List every line of the records below that contains the word "kindly", treating uppercase and lowercase as different.

Excerpts from segmentation records
========

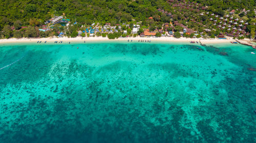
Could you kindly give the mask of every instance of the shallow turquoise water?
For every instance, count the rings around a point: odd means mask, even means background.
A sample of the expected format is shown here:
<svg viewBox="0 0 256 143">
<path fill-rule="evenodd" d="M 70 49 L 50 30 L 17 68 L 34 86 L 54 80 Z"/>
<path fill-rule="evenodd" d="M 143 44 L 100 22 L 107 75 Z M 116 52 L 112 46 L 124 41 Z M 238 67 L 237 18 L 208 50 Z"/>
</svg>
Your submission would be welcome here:
<svg viewBox="0 0 256 143">
<path fill-rule="evenodd" d="M 0 142 L 255 142 L 252 51 L 231 44 L 0 45 Z"/>
</svg>

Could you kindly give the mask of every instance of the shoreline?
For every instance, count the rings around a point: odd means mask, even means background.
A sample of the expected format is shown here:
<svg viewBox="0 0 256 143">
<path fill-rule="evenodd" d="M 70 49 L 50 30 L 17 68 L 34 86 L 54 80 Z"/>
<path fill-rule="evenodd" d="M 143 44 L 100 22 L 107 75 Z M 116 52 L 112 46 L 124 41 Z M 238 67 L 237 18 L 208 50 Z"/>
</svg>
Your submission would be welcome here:
<svg viewBox="0 0 256 143">
<path fill-rule="evenodd" d="M 175 38 L 174 37 L 162 37 L 159 38 L 153 38 L 153 37 L 127 37 L 127 38 L 119 38 L 117 39 L 109 39 L 108 37 L 77 37 L 76 38 L 68 38 L 67 37 L 60 37 L 60 38 L 10 38 L 10 39 L 0 39 L 0 44 L 7 44 L 7 43 L 36 43 L 37 41 L 41 41 L 42 43 L 44 43 L 45 41 L 47 41 L 47 43 L 48 42 L 54 42 L 54 41 L 61 41 L 63 42 L 93 42 L 93 41 L 125 41 L 129 40 L 134 41 L 135 42 L 138 42 L 139 40 L 149 40 L 152 41 L 158 41 L 158 42 L 189 42 L 191 41 L 198 42 L 199 43 L 202 43 L 202 44 L 218 44 L 220 43 L 226 43 L 230 42 L 231 41 L 236 41 L 234 39 L 203 39 L 198 38 Z"/>
</svg>

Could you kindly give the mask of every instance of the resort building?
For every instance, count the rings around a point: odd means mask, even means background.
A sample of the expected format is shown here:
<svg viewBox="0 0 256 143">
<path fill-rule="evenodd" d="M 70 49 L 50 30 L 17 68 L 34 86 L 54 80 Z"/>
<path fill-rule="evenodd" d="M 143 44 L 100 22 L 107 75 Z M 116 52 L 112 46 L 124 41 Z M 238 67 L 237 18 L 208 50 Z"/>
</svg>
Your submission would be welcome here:
<svg viewBox="0 0 256 143">
<path fill-rule="evenodd" d="M 137 34 L 138 32 L 138 28 L 133 28 L 133 34 Z"/>
</svg>

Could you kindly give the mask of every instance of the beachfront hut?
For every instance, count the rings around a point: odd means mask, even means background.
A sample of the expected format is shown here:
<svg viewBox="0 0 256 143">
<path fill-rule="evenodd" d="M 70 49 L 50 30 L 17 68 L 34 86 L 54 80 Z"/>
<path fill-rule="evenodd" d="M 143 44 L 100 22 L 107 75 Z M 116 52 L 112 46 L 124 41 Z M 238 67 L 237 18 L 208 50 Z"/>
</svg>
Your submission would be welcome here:
<svg viewBox="0 0 256 143">
<path fill-rule="evenodd" d="M 140 34 L 140 37 L 145 37 L 145 34 L 144 34 L 143 32 L 141 33 Z"/>
<path fill-rule="evenodd" d="M 234 10 L 232 10 L 229 12 L 229 14 L 234 14 Z"/>
<path fill-rule="evenodd" d="M 186 33 L 187 32 L 187 30 L 186 28 L 183 28 L 183 33 Z"/>
<path fill-rule="evenodd" d="M 209 29 L 204 29 L 204 30 L 207 32 L 211 32 L 211 31 Z"/>
<path fill-rule="evenodd" d="M 133 34 L 137 34 L 138 32 L 138 28 L 133 28 Z"/>
</svg>

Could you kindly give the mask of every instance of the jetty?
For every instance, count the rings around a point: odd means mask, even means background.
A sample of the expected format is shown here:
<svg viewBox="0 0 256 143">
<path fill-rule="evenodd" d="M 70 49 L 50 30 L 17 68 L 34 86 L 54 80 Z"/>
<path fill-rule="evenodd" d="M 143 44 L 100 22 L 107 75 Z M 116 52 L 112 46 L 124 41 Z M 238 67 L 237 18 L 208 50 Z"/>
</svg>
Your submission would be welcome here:
<svg viewBox="0 0 256 143">
<path fill-rule="evenodd" d="M 236 39 L 235 40 L 237 42 L 238 42 L 238 43 L 239 43 L 241 44 L 243 44 L 243 45 L 247 45 L 247 46 L 254 46 L 253 44 L 252 44 L 248 41 L 241 41 L 241 40 L 238 40 L 238 39 Z"/>
</svg>

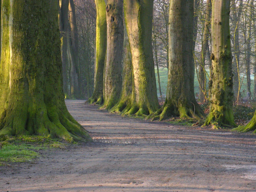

========

§ TASK ANSWER:
Could you kindly give the mask of every instance of the shallow turquoise water?
Could you kindly give the mask of every instance of the shoreline?
Could you kindly give the mask of every instance of the resort building?
Could you kindly give the mask of every instance of the beachfront hut?
Could you kindly give the mask of every instance of the jetty?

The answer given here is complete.